* Exercise material
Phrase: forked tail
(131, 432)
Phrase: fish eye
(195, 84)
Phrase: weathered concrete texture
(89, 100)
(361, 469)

* Required work
The lines from the one containing "Phrase: fish eye" through the last line of the material above are to be copied exactly, both ends included.

* Response to the task
Phrase: fish eye
(195, 84)
Phrase: weathered concrete texture
(89, 100)
(361, 469)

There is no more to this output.